INSTRUCTIONS.
1) In the essay on emotional restraint, what have people outside the writer's family called the writer?
2) Write the next part of the essay on emotional restraint, starting right after its final sentence.

PASSAGE.
Problem number 2 is that I have overeducated myself past the point of acting on feeling. This is why my mother gets so frustrated with me, because she doesn’t see me get enraged or miserable. I have been told before, by people other than my relatives, that I am cold or distant, even unemotional. That is not true. I have feelings but they do not control me. It is very rare for me to make a grand emotional gesture or decide something because of some feeling that has overcome me. I have spent so much time studying and learning about human behavior that I am not immediately enraged or saddened when people do these things.
I honestly believe it was because I was so emotionally blindsided by 9/11. Now, when there’s some school shooting, of which happens constantly here in the States, I am not overcome with grief, although I grieve, I am not enraged because we need to take their guns away, although I feel we need some kind of safety guards put into place. I feel like this needs to be investigated thoroughly and dispassionately so that we can find some kind of common thread that can stop these incidents.
Apparently, that’s cold and unfeeling. Maybe it is, but it is the way I am.
I understand Papa B all too well. I know exactly why he does the things he does, and my mother gets enraged, starts simultaneously crying and pounding the steering wheel while becoming even more enraged that I don’t seem to have the reaction she wants. In fact, she said, “I know you don’t care, you’re above it all.” The reality is, I do care. I am not above it.
But what help is repeatedly saying “I fucking hate him, I wish he would die” or “Maybe it would be better if I just died first”? That’s not helpful, in fact, it’s doing to me exactly what he does to you. Suddenly, you’re a victim that I need to start worrying about. I need to suspend my worry for Papa C to comfort you over the abusive relationship you have with your father because you participate in it. I will NOT be absorbed into that cycle.

Stored data entries.
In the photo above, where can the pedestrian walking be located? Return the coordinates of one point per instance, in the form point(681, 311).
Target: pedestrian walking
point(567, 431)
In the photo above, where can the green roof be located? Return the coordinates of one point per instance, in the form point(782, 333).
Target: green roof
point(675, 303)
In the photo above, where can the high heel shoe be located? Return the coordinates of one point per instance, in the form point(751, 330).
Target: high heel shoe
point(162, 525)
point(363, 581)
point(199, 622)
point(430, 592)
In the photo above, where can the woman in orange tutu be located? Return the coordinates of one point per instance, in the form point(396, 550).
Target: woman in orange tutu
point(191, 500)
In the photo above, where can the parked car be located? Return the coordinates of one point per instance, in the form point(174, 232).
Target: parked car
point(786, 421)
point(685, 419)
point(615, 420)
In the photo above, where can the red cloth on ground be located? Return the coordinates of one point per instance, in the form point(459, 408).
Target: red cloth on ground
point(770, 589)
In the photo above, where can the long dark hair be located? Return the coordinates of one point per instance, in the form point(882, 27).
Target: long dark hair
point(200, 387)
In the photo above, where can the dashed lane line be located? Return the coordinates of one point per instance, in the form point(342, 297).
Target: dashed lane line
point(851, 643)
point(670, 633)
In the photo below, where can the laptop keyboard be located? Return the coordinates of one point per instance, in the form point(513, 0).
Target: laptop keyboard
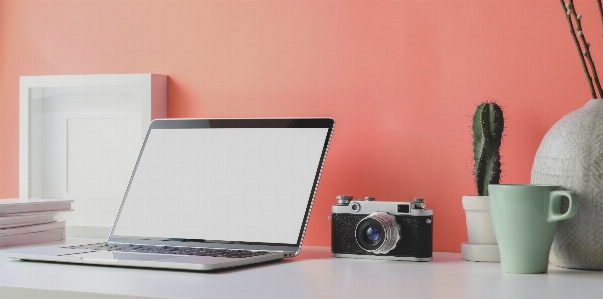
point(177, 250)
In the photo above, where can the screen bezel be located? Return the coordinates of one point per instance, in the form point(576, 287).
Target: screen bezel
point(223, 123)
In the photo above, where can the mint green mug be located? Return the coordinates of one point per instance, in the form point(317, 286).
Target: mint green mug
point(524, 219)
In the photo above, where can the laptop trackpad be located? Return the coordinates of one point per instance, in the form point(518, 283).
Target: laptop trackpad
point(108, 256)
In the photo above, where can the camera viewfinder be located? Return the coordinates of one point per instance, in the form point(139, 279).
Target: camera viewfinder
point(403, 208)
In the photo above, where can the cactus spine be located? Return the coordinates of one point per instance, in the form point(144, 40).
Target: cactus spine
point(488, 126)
...
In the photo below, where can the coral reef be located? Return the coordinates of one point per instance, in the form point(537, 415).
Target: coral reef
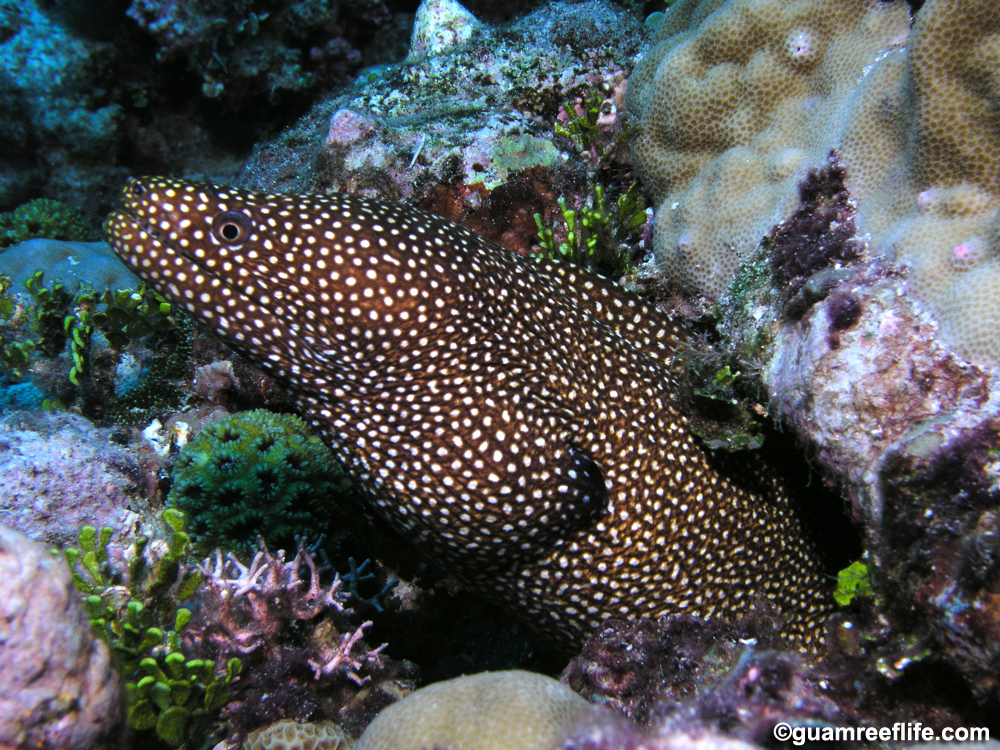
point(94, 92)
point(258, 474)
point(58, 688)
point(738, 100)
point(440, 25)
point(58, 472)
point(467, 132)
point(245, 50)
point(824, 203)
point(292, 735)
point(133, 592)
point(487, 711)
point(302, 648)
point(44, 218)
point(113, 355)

RESPONSES BY ITEM NUMBER.
1) Cold or distant, even unemotional.

2)
Problem 3 is that I am nearly an identical version of Papa B. You would think having been raised by Papa C that I would have absorbed some of his attributes. But no, that’s not true. Genetics connect me to Papa B not Papa C and because of that, when he hears me, he hears echoes of himself. While my mother was gone on an errand, he went off on some tangent about “the blacks”, in which I joined him. I believe that these topics can be discussed without me having had the necessary authority of having lived as a Black American in order to discuss it.
In fact, I related to him the controversy that erupted when someone corrected me for saying “Black American” instead of “African-American”. There is no way for me to discuss racism without sounding racist, because I’m white. Just as there is no way for men to discuss feminism without sounding misogynist or heterosexuals to discuss sexual orientation without sounding homophobic. You have to get over your fear of sounding wrong and bigoted if you want to get to a greater truth.
I actually halted him, stopped him in his tracks, and made him think about his position. He didn’t change position, but I think the fact that I halted him is quite miraculous. Old men in their eighties are like dried cement.
When I say that I’m becoming more racist, more sexist, and more whatever, it’s not that I’m becoming my grandfather, an eighty year old, it’s that I’m moving past the ability to speak about these things within the same paradigm as people of a younger generation because the views and opinions and conclusions I have come to about race are based on evidence that I’ve gathered prior to the frame-of-reference than those that are now controlling the argument about race. Or gender. Or women’s rights. Therefore, my thoughts are already outdated. But the fear of sounding bigoted stops many people from talking.
I have no such fear.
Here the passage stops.